╭─ QUOTED TEXT

Vera Feyder (born 1939) is a Belgian writer and comedian living in France.

Her father was a Polish Jew who died while being sent to Auschwitz; her mother was Belgian of Serb descent. She was born in Liège and was educated at the Académie Grétry there. During her youth, she suffered from tuberculosis and anorexia, which required long periods of convalescence. At the age of 19, she moved to Paris.

She published her first collection of poems Le Temps démuni in 1961, which received the Prix "Découverte". Her first novel La Derelitta received the Prix Victor-Rossel; it was adapted into a film in 1981. In 2008, she was awarded the Prix poésie Paul Verlaine de l’Académie française for her work.

Feyder wrote scripts for dramas and literary programs for France Culture, the Radio Suisse Romande and the RTBF. In 1985, she was awarded the Prix Radio de la SACD for her work. From 1999 to 2002, Feyder was vice-president of the Commission Radio de la SACD.

╰─
╭─ LISTING

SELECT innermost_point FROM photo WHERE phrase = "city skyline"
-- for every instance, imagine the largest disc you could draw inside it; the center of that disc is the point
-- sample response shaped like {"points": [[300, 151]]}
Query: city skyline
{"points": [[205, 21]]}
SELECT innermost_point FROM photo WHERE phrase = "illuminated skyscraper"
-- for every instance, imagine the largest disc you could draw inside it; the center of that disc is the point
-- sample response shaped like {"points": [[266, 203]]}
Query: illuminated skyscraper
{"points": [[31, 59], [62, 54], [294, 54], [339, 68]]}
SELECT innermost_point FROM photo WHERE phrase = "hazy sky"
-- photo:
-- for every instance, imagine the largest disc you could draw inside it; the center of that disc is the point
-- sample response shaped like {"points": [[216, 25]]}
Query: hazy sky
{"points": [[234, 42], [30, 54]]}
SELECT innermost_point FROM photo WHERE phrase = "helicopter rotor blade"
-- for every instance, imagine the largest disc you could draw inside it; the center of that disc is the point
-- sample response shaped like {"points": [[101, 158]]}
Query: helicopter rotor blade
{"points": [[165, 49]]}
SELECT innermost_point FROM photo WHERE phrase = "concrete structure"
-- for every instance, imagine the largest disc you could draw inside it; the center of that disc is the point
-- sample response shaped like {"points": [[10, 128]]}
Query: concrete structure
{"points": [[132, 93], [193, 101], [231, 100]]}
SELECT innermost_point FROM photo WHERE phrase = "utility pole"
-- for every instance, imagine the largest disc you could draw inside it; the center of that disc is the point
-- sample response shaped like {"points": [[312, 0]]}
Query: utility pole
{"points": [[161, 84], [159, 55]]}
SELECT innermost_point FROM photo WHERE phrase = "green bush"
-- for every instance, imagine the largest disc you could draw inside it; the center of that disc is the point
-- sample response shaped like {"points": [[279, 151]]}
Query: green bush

╰─

PROBLEMS =>
1) Retype the stretch of the text about Vera Feyder from "Feyder wrote scripts" through "de la SACD.".
2) Write what comes next in the text about Vera Feyder, picking up after its final sentence.
The data was taken from a separate source.

EXERCISE ANSWERS =>
1)
Feyder wrote scripts for dramas and literary programs for France Culture, the Radio Suisse Romande and the RTBF. In 1985, she was awarded the Prix Radio de la SACD for her work. From 1999 to 2002, Feyder was vice-president of the Commission Radio de la SACD.

2)
Awards
 Prix "Découverte"
 Prix Victor-Rossel
 Prix poésie Paul Verlaine de l’Académie française
 Prix Radio de la SACD

Selected works 
 Un jaspe pour Liza, novella (1965)
 Pays l'absence, poetry (1970), received the Prix François Villon
 Passionnaire, poetry (1974), received the Prix Broquette-Gonin awarded by the Académie française
 Emballage perdu, play (1982), translated in English as No deposit, no return (1986)
 Le fond de l'être est froid. 1966-1992, poetry anthology (1995), received the Prix de poésie de la SGDL
 Petite suite de pertes irréparables, play (1998)
 La bouche de l'ogre, play (2002), received the Prix Littérature Amnesty 
 Piano seul, play (2003), received the Prix Louis Praga
 Ô Humanité, stories (2008)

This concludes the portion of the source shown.